## EXCERPTED TEXT
┌────────
Dear darling baby of mine,
It’s three in the morning and I’m not myself. To be fair, you’ve dragged me out of bed at three am, which is officially within the ugly hours of the morning; nothing good ever happens between 2 and 4 am.
Sweetie, I can accept a 1.30am wakeup. At 1.30 in the morning, I can fool myself into thinking I’ve only just barely laid my head on the pillow so it’s no big deal. I still remember what it was like to dance on tables at one in the morning, so I can forgive a 1.30 wake up.
If you demand to see me at 4am I can tell myself you’ve slept through the night but accidentally woke too early. I’ve probably had four hours of sleep in a row, which is a winning effort for any parent; so 4am, while not ideal, is not the worst.
But 3am? It’s the middle of the night you ungrateful little turd, WHY WONT YOU LET ME SLEEP!?

please please please please please please
Little one, I love you more than words can say. My love is at its biggest when you’re fast asleep in your bed. Sometimes the love threatens to carry me up the stairs and into your room so I can scoop you up and shower you with kisses. I don’t, of course, because I’m not a halfwit. That’d be like asking Pete Evans to discuss bone broth. Idiocy.
Let’s be honest, I’m not perfect during the day either. I get angry, I yell, I issue threats and ultimatums. Mary Poppins, I am not, but I think we can agree I always manage tread the line of mental stability because, my darling, I can see your face. Your sweet, enchanting, adorable face that makes my heart dance and stops me from leaving you out on the nature strip for the council clean up. Your face saves you every. Single. Day.
The nighttime brings the darkness and in the dark I can’t see your face. Your force field of cute is compromised and all I can see is the white-hot rage of sleep deprivation burning in front of my eyes.
This is not good news for you, small child.
During the day your cries pull at my heart and I run to you for comfort and cuddles*. At night, they sound like the caw of Lucifer.
└────────
## LISTED ENTRIES
┌────────
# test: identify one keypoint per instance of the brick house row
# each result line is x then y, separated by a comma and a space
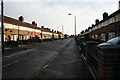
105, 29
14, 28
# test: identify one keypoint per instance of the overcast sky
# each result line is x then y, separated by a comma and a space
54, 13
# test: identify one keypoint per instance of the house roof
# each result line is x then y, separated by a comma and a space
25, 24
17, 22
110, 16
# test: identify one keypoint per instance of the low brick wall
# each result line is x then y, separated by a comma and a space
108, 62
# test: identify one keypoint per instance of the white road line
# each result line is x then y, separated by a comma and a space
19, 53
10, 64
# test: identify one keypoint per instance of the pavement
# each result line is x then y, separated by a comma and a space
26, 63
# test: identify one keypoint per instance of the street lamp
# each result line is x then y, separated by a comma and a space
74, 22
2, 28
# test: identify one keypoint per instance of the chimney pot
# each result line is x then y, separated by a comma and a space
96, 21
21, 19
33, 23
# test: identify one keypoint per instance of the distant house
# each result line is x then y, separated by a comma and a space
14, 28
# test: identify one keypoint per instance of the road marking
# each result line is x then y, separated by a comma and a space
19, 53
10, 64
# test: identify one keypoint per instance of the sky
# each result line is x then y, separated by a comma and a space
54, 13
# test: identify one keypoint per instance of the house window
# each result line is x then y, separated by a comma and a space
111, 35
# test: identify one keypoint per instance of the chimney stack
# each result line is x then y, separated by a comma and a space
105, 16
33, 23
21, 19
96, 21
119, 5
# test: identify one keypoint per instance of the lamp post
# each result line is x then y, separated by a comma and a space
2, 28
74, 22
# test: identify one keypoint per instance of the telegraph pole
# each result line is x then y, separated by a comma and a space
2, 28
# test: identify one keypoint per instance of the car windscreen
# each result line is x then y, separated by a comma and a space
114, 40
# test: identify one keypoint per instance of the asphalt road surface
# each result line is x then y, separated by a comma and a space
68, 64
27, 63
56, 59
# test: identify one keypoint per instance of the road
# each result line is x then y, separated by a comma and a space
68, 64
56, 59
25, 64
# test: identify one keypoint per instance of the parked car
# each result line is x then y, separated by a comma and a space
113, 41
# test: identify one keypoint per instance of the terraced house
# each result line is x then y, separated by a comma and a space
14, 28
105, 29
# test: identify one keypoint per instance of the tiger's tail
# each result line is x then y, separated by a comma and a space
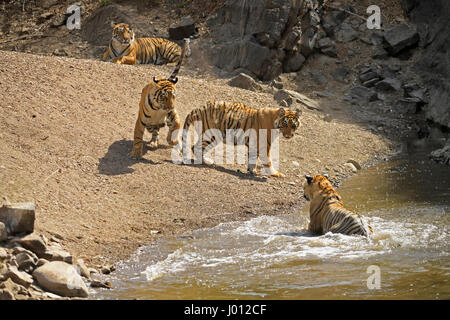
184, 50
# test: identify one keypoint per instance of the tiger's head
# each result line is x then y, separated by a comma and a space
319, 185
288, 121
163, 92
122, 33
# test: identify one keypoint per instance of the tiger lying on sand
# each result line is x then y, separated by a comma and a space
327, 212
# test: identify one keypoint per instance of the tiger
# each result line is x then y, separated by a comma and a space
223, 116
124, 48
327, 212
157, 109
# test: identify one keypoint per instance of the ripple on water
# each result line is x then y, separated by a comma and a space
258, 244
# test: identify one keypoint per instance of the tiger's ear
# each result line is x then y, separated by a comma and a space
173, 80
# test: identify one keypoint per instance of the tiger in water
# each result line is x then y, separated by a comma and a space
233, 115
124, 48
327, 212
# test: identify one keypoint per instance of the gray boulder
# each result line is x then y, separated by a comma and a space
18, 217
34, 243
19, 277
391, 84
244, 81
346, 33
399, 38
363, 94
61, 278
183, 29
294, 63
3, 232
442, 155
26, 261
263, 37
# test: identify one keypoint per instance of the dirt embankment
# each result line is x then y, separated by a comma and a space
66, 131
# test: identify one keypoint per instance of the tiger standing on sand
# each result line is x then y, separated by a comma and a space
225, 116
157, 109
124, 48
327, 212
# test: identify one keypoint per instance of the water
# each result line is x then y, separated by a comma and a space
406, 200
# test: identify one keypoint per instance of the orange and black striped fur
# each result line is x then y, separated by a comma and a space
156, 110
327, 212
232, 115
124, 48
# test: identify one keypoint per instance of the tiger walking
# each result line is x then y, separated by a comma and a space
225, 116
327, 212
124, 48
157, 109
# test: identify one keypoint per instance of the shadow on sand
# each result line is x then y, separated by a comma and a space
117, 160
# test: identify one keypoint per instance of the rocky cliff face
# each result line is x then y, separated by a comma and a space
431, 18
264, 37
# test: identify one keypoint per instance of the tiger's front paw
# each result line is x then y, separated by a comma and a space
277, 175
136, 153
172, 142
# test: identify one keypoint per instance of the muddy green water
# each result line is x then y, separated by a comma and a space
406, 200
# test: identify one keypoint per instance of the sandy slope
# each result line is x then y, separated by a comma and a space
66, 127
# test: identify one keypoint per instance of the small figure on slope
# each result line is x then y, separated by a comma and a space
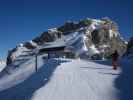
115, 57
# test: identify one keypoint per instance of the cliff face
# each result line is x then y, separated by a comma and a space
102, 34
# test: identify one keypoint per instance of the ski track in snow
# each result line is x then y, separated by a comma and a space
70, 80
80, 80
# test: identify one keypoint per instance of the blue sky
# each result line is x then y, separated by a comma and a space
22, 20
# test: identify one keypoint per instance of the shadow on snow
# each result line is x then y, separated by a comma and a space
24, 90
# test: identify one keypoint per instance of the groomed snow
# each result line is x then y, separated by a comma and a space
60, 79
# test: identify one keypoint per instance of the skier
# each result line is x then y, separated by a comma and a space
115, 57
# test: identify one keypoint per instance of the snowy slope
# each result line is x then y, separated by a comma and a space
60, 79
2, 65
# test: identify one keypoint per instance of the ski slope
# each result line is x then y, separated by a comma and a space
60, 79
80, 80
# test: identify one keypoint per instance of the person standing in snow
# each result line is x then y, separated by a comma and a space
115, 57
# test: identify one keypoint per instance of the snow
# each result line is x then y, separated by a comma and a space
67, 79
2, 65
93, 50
└────────
┌────────
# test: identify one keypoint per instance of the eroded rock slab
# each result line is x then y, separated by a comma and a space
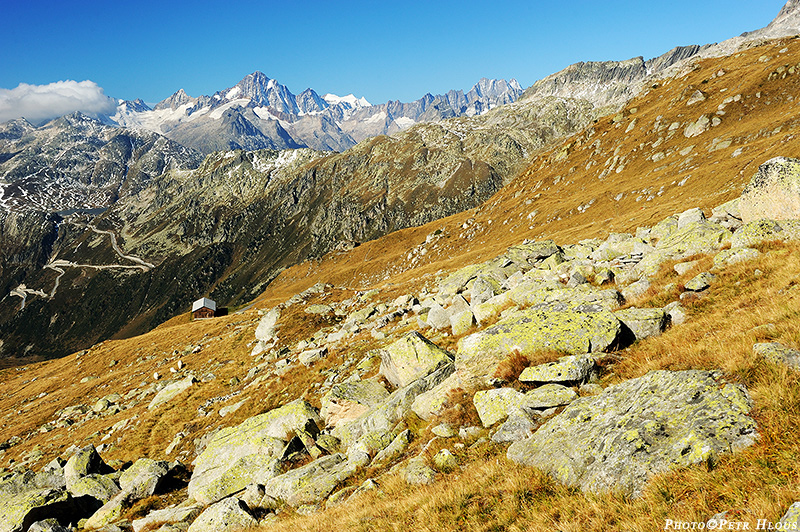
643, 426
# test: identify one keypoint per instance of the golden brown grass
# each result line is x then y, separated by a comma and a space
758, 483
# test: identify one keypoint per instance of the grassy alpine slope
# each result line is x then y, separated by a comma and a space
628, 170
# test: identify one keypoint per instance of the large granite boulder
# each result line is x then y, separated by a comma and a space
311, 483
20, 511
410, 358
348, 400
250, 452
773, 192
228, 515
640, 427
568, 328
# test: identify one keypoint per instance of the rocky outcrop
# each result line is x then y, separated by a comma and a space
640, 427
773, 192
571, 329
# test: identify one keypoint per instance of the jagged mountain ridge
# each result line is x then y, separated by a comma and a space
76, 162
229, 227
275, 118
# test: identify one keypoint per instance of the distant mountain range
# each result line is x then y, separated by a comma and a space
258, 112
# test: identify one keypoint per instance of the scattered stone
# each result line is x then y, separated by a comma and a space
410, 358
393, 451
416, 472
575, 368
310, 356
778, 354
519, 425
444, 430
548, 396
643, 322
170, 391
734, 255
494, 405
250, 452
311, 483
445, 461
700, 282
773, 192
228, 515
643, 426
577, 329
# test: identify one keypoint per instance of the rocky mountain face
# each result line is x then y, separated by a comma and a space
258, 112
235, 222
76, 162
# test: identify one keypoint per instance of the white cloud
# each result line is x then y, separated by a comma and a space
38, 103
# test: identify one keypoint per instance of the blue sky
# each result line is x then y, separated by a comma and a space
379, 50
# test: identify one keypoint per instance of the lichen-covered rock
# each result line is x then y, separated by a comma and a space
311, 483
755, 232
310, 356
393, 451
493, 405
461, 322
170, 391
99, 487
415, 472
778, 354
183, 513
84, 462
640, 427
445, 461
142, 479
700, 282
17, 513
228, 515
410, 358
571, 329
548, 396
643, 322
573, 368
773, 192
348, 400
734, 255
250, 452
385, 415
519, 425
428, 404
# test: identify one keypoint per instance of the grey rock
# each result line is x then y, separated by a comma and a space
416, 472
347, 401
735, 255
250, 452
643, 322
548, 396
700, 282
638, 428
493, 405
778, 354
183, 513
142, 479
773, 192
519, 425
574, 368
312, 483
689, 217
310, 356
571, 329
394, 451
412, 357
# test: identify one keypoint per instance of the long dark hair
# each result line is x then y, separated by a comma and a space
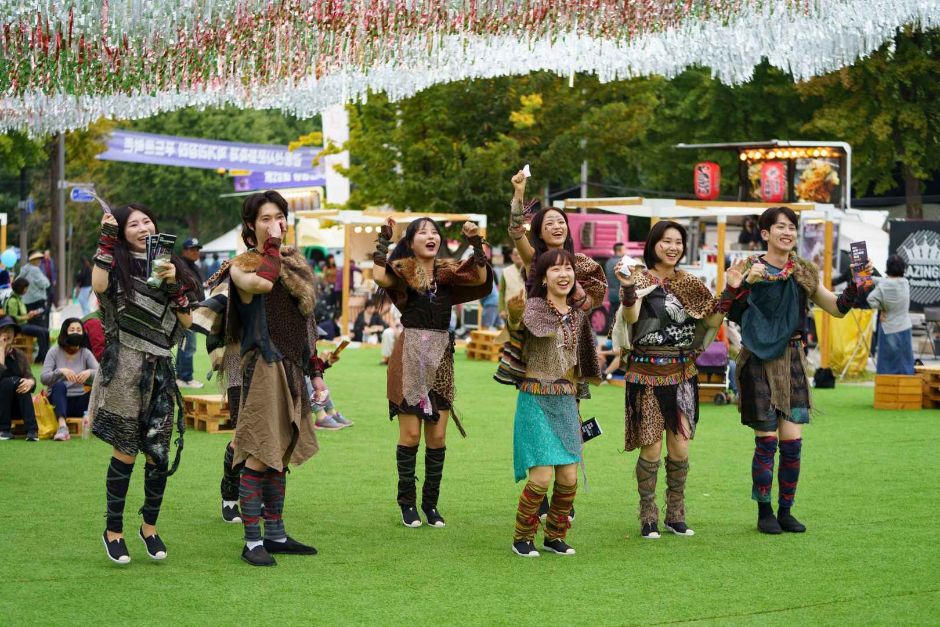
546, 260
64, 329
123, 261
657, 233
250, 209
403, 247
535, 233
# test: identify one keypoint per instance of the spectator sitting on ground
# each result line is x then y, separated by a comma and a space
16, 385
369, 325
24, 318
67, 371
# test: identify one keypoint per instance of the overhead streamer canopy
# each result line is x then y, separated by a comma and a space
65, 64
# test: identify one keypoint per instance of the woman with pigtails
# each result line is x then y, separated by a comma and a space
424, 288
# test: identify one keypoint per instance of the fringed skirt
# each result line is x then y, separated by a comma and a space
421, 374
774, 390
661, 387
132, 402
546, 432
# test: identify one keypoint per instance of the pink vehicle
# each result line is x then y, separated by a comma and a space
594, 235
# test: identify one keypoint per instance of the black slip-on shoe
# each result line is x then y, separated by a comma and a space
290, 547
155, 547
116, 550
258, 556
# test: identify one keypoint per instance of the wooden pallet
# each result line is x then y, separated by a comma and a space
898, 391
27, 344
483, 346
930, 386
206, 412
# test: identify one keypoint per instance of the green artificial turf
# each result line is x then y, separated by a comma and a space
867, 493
└────────
┌────────
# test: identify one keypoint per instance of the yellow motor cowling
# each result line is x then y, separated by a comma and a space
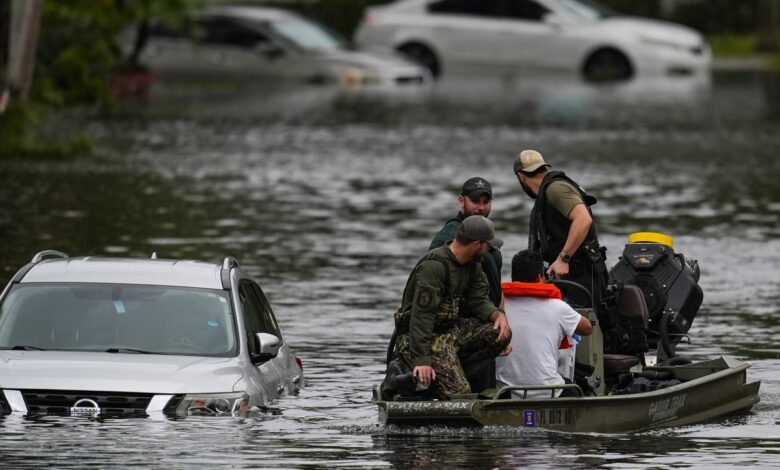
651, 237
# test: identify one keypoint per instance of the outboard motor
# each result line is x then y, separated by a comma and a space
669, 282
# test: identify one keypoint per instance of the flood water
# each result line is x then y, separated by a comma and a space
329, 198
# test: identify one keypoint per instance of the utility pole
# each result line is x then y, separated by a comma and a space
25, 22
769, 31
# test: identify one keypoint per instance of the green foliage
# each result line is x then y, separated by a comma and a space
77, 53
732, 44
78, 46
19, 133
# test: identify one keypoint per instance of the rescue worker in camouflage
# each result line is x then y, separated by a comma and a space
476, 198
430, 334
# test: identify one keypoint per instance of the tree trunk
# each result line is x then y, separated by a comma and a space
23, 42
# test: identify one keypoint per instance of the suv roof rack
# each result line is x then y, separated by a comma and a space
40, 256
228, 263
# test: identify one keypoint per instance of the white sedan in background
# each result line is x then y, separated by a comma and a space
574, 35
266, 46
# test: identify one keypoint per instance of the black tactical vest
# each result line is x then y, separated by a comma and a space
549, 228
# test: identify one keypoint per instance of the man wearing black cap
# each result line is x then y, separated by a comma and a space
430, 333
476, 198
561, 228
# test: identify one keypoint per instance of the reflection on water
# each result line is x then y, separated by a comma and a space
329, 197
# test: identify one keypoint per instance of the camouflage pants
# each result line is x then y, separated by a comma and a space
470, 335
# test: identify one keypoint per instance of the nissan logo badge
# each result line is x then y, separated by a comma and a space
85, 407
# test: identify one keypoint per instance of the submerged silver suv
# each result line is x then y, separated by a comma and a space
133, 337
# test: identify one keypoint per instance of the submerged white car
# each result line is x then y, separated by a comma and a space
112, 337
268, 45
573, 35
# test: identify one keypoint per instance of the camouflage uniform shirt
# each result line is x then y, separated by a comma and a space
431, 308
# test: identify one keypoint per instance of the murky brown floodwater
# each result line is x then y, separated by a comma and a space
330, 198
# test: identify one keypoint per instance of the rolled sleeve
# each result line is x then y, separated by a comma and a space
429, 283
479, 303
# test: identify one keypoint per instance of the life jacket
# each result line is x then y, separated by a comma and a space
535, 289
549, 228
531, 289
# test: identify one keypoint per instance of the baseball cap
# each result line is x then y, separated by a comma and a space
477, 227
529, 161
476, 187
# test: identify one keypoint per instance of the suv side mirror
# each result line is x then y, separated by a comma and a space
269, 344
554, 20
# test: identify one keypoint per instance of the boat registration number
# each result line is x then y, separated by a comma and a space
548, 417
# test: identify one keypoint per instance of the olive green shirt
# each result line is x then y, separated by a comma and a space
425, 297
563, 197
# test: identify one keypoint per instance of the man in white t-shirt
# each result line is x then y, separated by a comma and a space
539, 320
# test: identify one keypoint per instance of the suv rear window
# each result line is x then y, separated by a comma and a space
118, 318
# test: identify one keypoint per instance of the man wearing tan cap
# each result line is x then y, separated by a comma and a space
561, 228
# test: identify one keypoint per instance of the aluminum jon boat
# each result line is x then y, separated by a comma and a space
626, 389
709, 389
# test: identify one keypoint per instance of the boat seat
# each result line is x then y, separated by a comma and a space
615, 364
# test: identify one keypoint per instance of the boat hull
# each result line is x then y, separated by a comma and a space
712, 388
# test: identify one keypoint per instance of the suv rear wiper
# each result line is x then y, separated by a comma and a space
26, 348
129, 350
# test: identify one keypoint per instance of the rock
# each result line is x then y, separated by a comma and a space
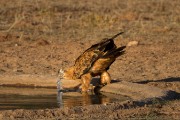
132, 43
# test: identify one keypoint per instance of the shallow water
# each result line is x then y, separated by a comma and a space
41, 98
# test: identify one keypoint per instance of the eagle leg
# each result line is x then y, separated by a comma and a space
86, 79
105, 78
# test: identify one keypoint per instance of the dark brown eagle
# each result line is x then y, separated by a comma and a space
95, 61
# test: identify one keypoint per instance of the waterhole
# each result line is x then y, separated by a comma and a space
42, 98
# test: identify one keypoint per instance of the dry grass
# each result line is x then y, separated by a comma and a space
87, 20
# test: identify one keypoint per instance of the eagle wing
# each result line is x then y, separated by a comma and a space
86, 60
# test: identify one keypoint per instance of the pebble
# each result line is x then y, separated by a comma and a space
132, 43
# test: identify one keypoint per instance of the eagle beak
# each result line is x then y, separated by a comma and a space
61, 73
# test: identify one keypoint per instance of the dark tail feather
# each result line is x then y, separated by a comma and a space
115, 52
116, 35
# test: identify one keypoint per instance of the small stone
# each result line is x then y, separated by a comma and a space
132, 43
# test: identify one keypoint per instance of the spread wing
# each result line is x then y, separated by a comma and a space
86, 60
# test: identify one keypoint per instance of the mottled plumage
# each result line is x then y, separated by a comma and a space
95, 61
└────────
## PROBLEMS TO WORK ON
a – In the letter to the baby, between which hours does the writer say nothing good ever happens?
b – Count the lines of the entries that contain the string "white", treating case as significant, and give only the number.
The letter and the entries are unrelated material.

## RESPONSES BY TASK
a – Between 2 and 4 am.

b – 5